▶ [Tasks to carry out]:
[A] Could you repeat the about page word for word, covering everything from "That's why I" down to "you can do."?
[B] Does the about page agree with each statement below? Answer yes or no for each, and quote the deciding words. (i) The writer supported a firm through 355% AUM growth. (ii) The writer is currently based in San Diego. (iii) The writer works with a large number of firms at the same time.

▶ [Passage provided]:

=== Begin Enclosure ===

I've spent years watching good advisors - or their staff - get buried under their own operations, wearing five or more hats at once. The work for clients usually stays solid, but everything else gets held back, and the systems end up growing by accident rather than by design.
I know this because I lived it. I've built countless processes and integrations from the ground up, supporting a firm through 355% AUM growth and a transition to independent SEC registration. What that taught me was: founders don't lack the knowledge to build good systems. They lack the bandwidth. When you're the whole operation, you're firefighting - working the immediate needs, keeping the day moving. Nobody in that mode has the room to sit down and design the onboarding flow that runs smoothly inside the firm and feels effortless to the client.
That's why I set off on my own - to be the bandwidth. The stepped-back seat whose whole job is to look at how the operation runs, design what it should be, and build it, while you keep doing the work only you can do.
I work fractionally on purpose. It lets me meet each firm where it is, and it means you get real operational leadership without the overhead (or the long-term commitment) of bringing someone on full or even part-time.
I’m a San Diego native, now based in Woodstock, GA, where I run a small homestead with my husband, our two kids, a golden retriever, and an ambitious number of chickens. I'm also an Airbnb Superhost with 120+ reviews, every single one of them 5 stars. "Unreasonable hospitality" is a default reflex for me. I don't know how to operate any other way.
I mention that all because I’m not a big firm with account managers and a queue. When you work with me, I work with you. I only take on a small number of firms at a time, so each client gets my real-deal, focused support.

=== End Enclosure ===

▶ [Input data]:
=== Begin Enclosure ===

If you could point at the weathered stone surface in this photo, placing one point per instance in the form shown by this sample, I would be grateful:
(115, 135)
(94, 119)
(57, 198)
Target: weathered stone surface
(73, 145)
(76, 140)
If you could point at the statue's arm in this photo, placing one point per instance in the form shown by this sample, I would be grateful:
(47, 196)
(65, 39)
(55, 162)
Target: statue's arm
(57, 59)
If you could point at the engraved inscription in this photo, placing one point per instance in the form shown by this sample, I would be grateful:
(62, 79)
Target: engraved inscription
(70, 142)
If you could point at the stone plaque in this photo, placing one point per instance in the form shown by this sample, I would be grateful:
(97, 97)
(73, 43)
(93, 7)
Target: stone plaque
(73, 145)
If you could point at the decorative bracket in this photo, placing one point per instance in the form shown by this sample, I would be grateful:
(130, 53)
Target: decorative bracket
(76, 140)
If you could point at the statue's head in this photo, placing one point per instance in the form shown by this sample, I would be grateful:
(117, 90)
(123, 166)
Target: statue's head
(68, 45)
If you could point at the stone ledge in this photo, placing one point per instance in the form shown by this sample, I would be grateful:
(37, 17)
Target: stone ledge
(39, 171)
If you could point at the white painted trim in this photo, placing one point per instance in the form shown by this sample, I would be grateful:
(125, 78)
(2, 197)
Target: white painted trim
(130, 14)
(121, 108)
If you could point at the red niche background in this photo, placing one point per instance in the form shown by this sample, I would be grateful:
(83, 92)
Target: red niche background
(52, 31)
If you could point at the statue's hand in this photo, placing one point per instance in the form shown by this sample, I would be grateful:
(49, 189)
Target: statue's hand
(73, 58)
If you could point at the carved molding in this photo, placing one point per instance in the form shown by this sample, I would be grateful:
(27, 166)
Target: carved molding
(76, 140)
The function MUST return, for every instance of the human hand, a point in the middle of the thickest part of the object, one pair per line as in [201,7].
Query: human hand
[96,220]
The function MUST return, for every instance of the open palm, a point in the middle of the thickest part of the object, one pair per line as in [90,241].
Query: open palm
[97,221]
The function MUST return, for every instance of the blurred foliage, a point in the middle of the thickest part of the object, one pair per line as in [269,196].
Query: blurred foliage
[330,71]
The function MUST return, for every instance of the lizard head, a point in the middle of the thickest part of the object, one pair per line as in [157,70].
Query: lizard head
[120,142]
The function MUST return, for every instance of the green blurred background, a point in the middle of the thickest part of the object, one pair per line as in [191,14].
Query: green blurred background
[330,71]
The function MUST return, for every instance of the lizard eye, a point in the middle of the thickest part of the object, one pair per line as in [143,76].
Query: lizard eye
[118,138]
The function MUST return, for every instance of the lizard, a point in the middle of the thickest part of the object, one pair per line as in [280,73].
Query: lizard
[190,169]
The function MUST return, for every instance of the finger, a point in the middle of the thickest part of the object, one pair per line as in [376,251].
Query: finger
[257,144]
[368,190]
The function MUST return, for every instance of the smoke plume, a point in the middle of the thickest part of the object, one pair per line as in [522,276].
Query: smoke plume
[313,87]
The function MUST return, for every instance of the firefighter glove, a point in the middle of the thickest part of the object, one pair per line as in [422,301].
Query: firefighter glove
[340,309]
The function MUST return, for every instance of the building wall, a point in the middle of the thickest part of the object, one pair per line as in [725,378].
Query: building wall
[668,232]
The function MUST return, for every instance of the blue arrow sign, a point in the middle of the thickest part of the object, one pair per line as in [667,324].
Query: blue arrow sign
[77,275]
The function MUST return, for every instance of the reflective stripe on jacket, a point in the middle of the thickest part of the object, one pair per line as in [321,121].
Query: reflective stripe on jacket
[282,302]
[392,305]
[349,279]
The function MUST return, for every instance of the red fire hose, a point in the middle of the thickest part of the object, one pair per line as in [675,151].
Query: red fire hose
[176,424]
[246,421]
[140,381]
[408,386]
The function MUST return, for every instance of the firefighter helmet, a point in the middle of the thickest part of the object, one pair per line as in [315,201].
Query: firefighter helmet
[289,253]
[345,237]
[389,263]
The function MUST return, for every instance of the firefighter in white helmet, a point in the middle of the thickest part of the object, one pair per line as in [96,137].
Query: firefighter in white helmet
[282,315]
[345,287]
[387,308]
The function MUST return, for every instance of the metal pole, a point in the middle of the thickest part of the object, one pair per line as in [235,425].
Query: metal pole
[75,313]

=== End Enclosure ===

▶ [Answers to the problems]:
[A]
That's why I set off on my own - to be the bandwidth. The stepped-back seat whose whole job is to look at how the operation runs, design what it should be, and build it, while you keep doing the work only you can do.

[B]
(i) Yes: "supporting a firm through 355% AUM growth"
(ii) No: "now based in Woodstock, GA"
(iii) No: "I only take on a small number of firms at a time"